Top of Excerpted records
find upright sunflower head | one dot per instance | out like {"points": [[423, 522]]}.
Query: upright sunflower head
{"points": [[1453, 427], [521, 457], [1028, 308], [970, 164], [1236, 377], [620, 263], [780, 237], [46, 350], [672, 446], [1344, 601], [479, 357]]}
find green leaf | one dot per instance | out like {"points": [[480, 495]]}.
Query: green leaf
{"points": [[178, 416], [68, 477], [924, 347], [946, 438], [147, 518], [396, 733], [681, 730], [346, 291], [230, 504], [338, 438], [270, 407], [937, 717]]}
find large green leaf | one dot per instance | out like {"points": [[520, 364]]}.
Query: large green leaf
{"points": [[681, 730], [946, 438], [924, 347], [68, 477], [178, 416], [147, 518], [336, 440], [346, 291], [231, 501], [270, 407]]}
Bottom of Excerpted records
What you are asked to do -
Search the entries for the word "find", then copy every line in which it is found.

Written response -
find upright sunflower head | one dot per instance | out like {"points": [[423, 522]]}.
find green leaf | one dot per instance | out like {"points": [[480, 495]]}.
find large green leaf | one dot per instance | out like {"points": [[520, 364]]}.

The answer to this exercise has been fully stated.